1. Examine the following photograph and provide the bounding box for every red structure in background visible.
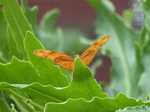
[29,0,130,82]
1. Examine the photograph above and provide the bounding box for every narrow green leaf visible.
[0,0,32,60]
[139,0,150,99]
[24,32,68,87]
[0,10,9,63]
[116,106,150,112]
[44,93,150,112]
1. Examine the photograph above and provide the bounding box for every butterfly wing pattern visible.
[80,35,110,66]
[34,50,75,71]
[33,35,110,71]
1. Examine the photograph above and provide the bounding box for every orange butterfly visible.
[34,35,110,71]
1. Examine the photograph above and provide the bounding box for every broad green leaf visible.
[87,0,143,97]
[0,58,108,110]
[24,32,68,87]
[116,106,150,112]
[44,93,150,112]
[0,0,32,60]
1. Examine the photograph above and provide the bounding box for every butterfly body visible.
[34,35,110,71]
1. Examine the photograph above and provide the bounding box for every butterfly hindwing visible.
[34,50,74,70]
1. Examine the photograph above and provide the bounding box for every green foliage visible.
[0,0,150,112]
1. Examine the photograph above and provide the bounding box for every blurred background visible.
[28,0,141,82]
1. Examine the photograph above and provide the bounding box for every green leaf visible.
[87,0,143,97]
[44,93,150,112]
[139,0,150,99]
[24,32,68,87]
[116,106,150,112]
[0,58,107,110]
[0,0,32,60]
[0,91,11,112]
[0,10,9,63]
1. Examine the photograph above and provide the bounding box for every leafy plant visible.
[0,0,150,112]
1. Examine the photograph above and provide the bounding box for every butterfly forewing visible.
[34,50,74,70]
[80,35,110,66]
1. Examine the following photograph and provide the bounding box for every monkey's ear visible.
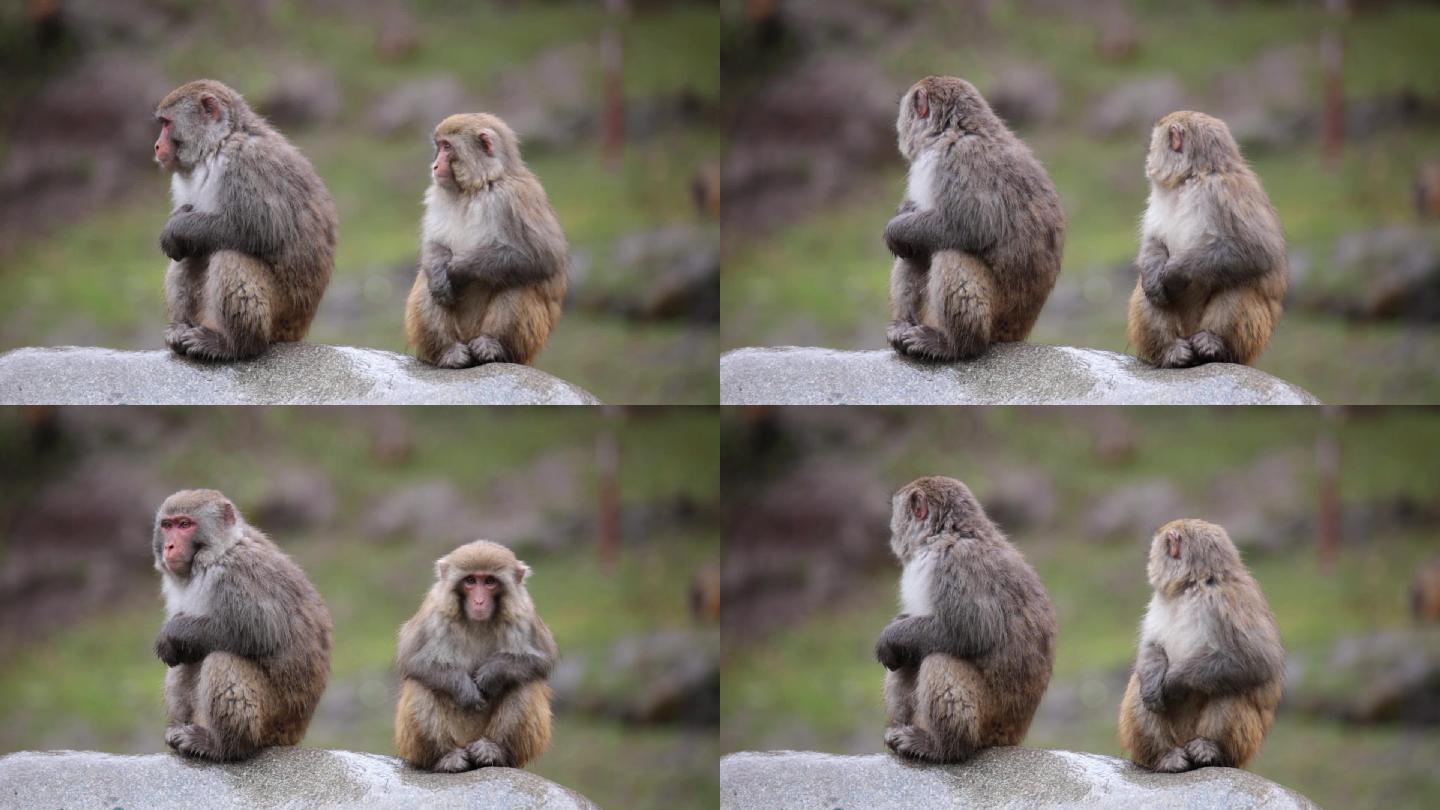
[200,94,220,121]
[914,88,930,118]
[910,490,930,520]
[1165,529,1179,559]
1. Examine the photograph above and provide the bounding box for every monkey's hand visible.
[156,614,206,666]
[876,614,917,672]
[1136,644,1169,713]
[886,210,923,261]
[425,262,455,308]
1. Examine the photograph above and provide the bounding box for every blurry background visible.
[0,0,721,404]
[720,0,1440,404]
[720,408,1440,809]
[0,408,720,810]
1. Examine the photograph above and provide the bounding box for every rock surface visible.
[720,748,1315,810]
[0,748,596,810]
[720,343,1319,405]
[0,343,600,405]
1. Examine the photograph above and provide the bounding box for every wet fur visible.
[876,477,1056,762]
[1120,520,1284,773]
[1126,111,1289,368]
[157,79,338,360]
[886,76,1066,360]
[154,490,331,761]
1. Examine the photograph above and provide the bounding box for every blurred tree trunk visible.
[595,405,625,574]
[1315,405,1345,574]
[1320,0,1348,170]
[600,0,629,170]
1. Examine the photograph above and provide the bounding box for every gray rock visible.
[0,343,600,405]
[720,748,1315,810]
[0,748,595,810]
[720,343,1319,405]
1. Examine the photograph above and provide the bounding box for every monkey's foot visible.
[179,326,242,362]
[468,334,510,366]
[1189,330,1230,363]
[886,320,914,355]
[1155,748,1194,774]
[435,343,475,369]
[1156,337,1195,369]
[1185,736,1225,768]
[899,326,961,362]
[166,724,220,760]
[435,748,474,774]
[886,725,939,762]
[465,736,510,768]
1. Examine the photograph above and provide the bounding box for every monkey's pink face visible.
[156,115,179,172]
[160,515,197,577]
[459,574,500,621]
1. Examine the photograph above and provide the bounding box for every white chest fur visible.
[900,551,935,615]
[1140,594,1212,662]
[170,156,229,213]
[1142,182,1211,255]
[904,148,939,210]
[160,569,215,617]
[425,186,498,252]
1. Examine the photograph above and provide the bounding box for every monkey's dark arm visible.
[475,653,554,699]
[156,613,278,666]
[1136,236,1169,307]
[1135,643,1169,713]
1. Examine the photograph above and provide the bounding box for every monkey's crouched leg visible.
[1191,287,1282,365]
[176,251,276,360]
[886,653,989,762]
[478,680,550,768]
[166,653,279,762]
[893,251,992,362]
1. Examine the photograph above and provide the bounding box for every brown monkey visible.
[405,112,569,369]
[156,79,338,360]
[395,540,559,773]
[1126,111,1289,369]
[154,490,330,761]
[886,76,1066,360]
[1120,520,1284,773]
[876,476,1056,762]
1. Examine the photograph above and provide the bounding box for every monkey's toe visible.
[166,724,217,760]
[900,326,956,362]
[465,736,510,768]
[469,334,510,366]
[1155,748,1191,774]
[1185,736,1224,768]
[1189,331,1230,363]
[435,748,474,774]
[435,343,475,369]
[1156,337,1195,369]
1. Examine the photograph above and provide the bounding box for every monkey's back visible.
[226,123,340,342]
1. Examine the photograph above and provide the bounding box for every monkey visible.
[395,540,559,773]
[884,76,1066,360]
[405,112,570,369]
[156,79,338,360]
[1126,111,1289,369]
[1120,519,1284,773]
[876,476,1056,762]
[153,490,331,762]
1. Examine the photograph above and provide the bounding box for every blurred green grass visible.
[720,1,1440,404]
[720,408,1440,809]
[0,1,721,404]
[0,408,720,809]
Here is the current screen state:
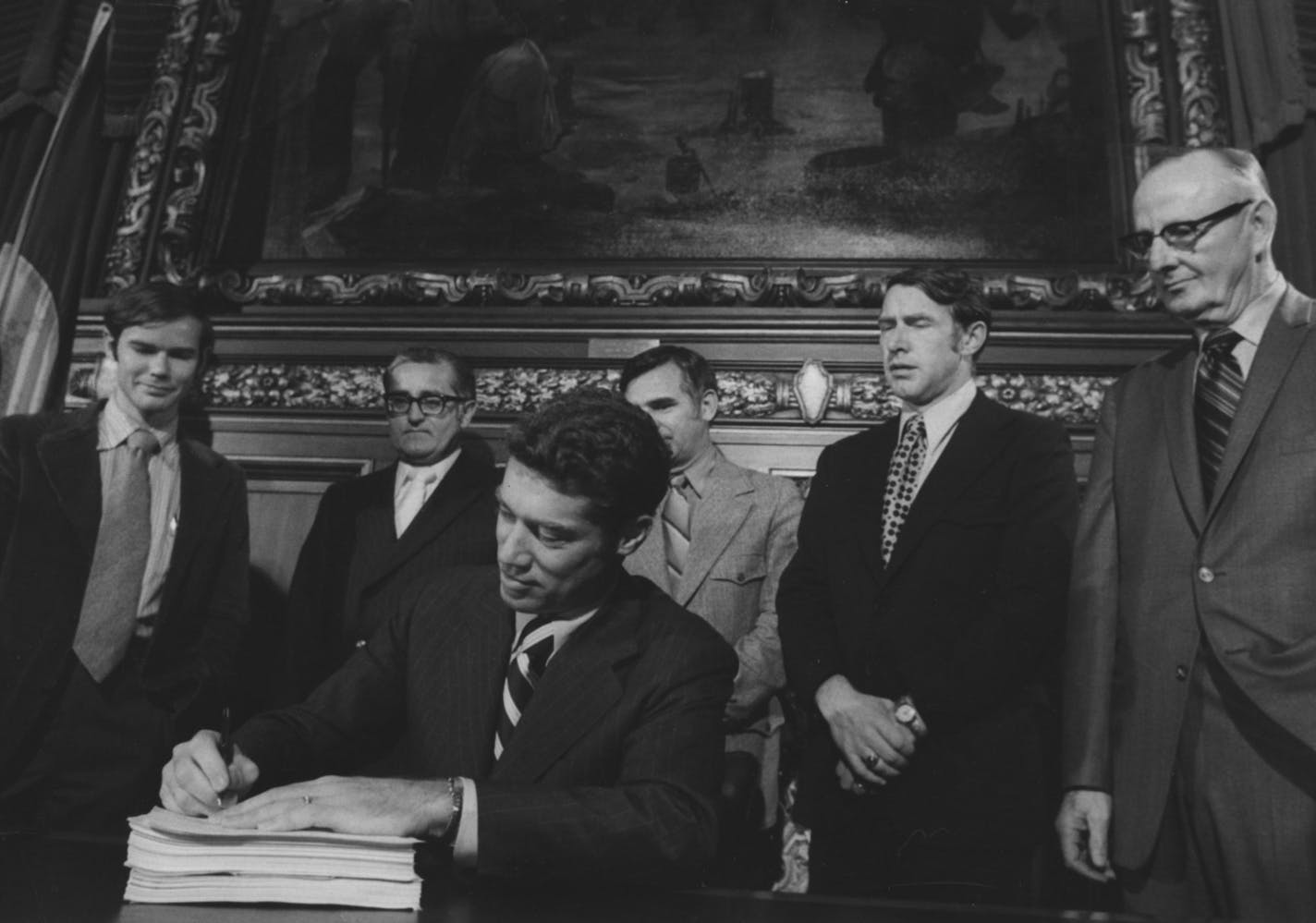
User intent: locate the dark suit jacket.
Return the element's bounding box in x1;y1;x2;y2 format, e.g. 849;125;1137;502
285;450;497;702
237;568;736;880
0;407;249;774
776;395;1078;843
1064;288;1316;868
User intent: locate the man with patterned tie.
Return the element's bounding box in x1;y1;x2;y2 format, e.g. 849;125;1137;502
776;268;1078;904
618;346;804;888
0;283;248;832
283;346;497;702
1056;149;1316;920
162;391;736;886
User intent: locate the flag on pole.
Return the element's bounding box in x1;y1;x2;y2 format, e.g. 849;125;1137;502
0;3;113;416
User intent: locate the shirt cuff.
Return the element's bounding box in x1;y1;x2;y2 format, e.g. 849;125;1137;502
453;776;481;869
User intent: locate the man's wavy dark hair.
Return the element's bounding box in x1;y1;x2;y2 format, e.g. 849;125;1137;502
506;388;671;528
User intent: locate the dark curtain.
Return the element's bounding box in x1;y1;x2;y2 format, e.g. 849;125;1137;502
1219;0;1316;295
0;0;174;409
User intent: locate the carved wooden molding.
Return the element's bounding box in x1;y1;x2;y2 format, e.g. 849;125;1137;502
68;359;1115;426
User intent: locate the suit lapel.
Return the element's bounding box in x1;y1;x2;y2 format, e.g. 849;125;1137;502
37;409;102;555
1208;288;1312;514
879;394;1005;577
162;439;220;597
347;464;397;594
1161;348;1205;532
490;586;640;783
433;586;515;778
674;454;754;606
375;451;494;580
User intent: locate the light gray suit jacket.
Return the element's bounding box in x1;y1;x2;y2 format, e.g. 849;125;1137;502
1064;288;1316;868
627;450;804;820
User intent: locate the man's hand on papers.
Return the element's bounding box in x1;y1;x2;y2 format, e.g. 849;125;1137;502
161;731;261;817
213;776;453;836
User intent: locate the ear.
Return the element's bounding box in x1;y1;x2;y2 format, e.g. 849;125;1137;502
1248;199;1276;259
617;516;654;557
959;321;987;359
457;397;478;430
699;388;719;423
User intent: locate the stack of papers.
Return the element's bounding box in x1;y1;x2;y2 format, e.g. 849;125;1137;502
124;808;420;910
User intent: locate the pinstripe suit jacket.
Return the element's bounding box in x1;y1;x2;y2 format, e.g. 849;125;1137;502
237;568;736;880
1062;288;1316;868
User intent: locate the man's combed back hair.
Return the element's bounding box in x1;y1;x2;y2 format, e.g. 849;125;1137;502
617;345;717;404
384;346;475;397
887;265;991;352
506;388;671;528
105;282;214;357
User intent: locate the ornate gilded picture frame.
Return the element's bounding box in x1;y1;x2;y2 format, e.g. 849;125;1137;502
97;0;1225;313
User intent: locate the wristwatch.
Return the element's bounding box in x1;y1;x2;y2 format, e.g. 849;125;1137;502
896;696;928;734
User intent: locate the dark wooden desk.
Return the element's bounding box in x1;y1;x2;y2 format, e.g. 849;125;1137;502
0;836;1143;923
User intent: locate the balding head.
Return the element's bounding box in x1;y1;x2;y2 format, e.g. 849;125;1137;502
1133;149;1275;326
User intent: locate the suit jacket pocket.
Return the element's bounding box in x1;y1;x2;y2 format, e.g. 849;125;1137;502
708;555;767;587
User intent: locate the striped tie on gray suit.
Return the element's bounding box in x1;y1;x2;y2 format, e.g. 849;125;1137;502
1192;327;1244;504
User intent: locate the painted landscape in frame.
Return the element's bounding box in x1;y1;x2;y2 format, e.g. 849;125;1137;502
249;0;1120;265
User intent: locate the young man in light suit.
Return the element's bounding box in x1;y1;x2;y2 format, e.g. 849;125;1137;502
618;346;804;888
0;283;249;832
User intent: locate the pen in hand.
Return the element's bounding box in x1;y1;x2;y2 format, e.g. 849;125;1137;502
220;705;237;808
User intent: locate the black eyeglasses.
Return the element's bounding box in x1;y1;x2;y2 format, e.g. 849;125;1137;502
1120;199;1255;259
384;391;474;417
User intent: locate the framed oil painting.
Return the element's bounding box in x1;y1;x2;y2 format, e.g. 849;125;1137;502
109;0;1223;308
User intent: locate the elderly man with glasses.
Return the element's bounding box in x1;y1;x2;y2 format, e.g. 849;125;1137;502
283;347;497;701
1056;149;1316;920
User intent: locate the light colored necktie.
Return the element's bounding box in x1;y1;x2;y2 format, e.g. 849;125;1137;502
74;430;161;683
394;470;438;538
494;615;554;760
1192;327;1244;504
882;414;928;565
662;475;691;593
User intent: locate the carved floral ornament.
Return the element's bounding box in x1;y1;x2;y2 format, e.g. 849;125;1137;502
104;0;1226;310
68;359;1115;426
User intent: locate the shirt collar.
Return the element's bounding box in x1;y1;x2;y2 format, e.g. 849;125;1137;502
900;379;978;448
1195;273;1288;348
671;443;721;497
96;388;177;455
394;448;462;489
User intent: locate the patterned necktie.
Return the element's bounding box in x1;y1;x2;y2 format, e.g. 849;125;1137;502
1192;327;1244;504
394;469;438;538
74;430;161;683
494;615;553;760
882;414;928;565
662;475;691;593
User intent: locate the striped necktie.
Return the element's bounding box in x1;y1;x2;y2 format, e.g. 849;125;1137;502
74;430;161;683
1192;327;1244;504
494;615;554;760
882;413;928;565
662;475;691;593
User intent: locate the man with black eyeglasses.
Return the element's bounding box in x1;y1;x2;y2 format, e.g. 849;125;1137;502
1056;149;1316;920
283;347;497;701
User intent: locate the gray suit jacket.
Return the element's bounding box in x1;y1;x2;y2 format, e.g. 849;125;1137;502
627;453;804;820
1064;288;1316;868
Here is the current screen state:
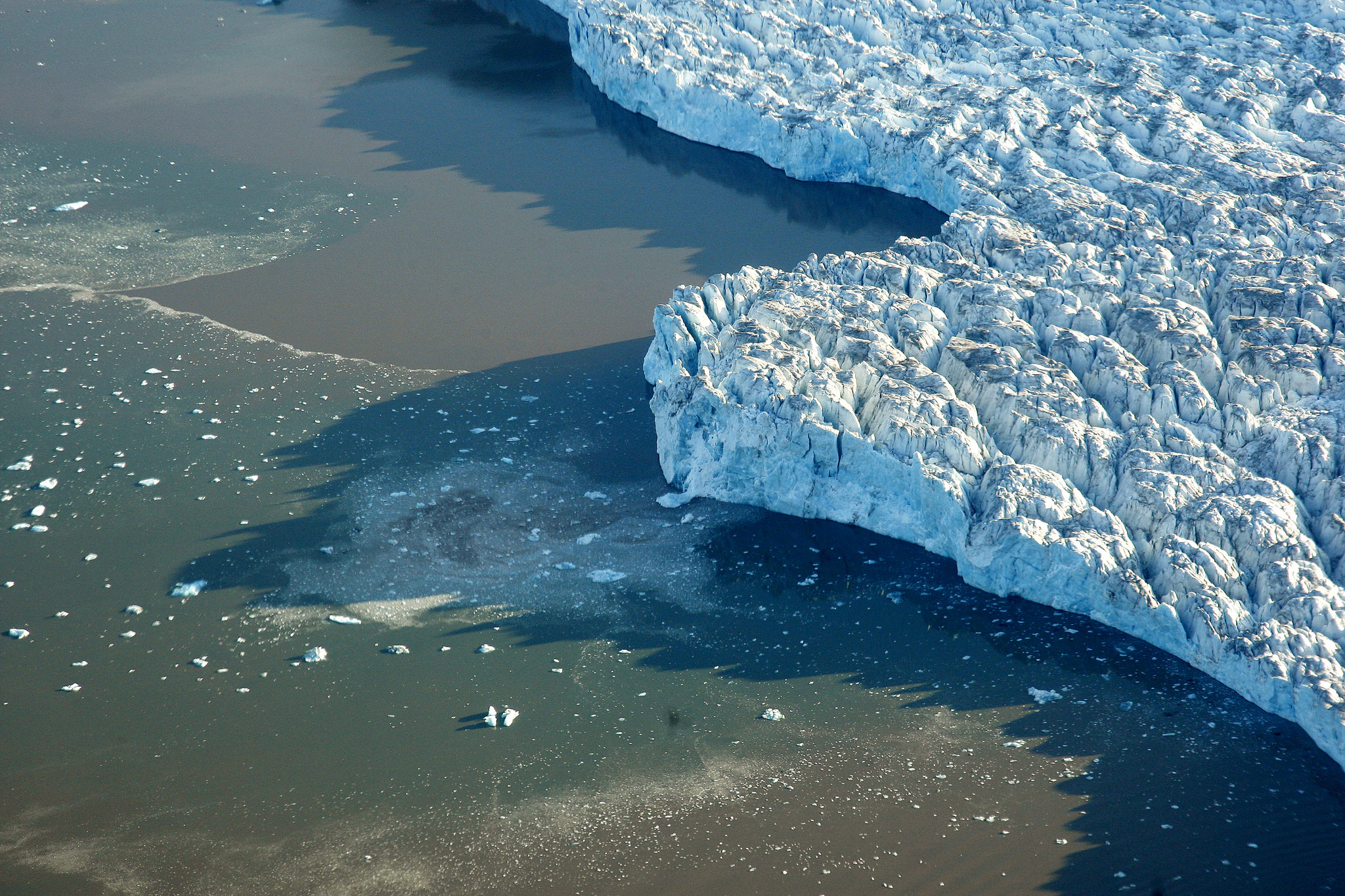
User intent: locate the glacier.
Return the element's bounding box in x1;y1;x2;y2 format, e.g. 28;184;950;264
527;0;1345;764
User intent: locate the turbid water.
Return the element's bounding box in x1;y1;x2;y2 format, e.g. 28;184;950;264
0;0;1345;896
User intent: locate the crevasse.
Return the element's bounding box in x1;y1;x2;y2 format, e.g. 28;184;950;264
535;0;1345;763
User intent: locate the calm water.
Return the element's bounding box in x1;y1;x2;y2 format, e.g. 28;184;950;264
0;0;1345;896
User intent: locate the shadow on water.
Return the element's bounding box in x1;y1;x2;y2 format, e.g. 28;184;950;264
180;340;1345;896
299;0;947;276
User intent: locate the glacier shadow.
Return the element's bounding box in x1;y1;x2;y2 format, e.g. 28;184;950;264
307;0;947;276
179;340;1345;896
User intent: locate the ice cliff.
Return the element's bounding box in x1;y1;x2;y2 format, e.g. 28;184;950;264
529;0;1345;763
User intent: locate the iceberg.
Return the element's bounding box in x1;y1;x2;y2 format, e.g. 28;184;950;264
527;0;1345;763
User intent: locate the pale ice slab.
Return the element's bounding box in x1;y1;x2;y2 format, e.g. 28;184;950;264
519;0;1345;761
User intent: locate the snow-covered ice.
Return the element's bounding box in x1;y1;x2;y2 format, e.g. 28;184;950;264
519;0;1345;761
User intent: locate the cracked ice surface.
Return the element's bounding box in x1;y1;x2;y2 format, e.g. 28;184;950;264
529;0;1345;761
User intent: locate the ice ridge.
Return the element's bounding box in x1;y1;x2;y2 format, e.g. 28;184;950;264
529;0;1345;763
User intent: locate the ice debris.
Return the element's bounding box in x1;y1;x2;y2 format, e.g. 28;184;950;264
624;0;1345;763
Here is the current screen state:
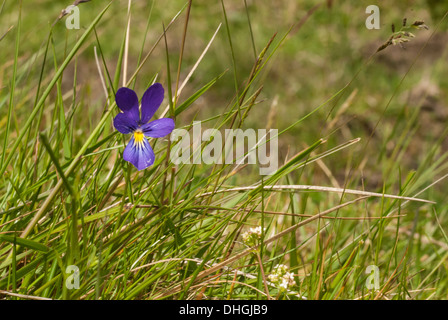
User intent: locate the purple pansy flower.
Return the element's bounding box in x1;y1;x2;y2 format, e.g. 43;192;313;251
114;83;174;170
******************************
• _EXERCISE DIRECTIONS_
Rewrite the records that run from the line containing "monkey's foot visible." through the line containing "[459,574,500,621]", both included. Keep the requests unchanged, multiply every bounding-box coordinate in the answers by 1.85 and round to whole numbers with halves going up, and return only those lines.

• _WRITTEN SOLUTION_
1. Examine the photograph above and provide the bounding box for every monkey's foot visible.
[331,603,448,670]
[866,618,944,677]
[2200,611,2276,672]
[1639,592,1691,657]
[2137,1384,2209,1432]
[805,635,879,683]
[2139,623,2211,683]
[2192,1362,2266,1421]
[1663,603,1778,670]
[307,1339,407,1406]
[805,1384,877,1432]
[1639,1341,1737,1410]
[860,1362,944,1421]
1. Examine the photograph above and provide the bounding box for every monkey's pink face visible.
[289,213,331,318]
[296,953,364,1067]
[849,1062,925,1149]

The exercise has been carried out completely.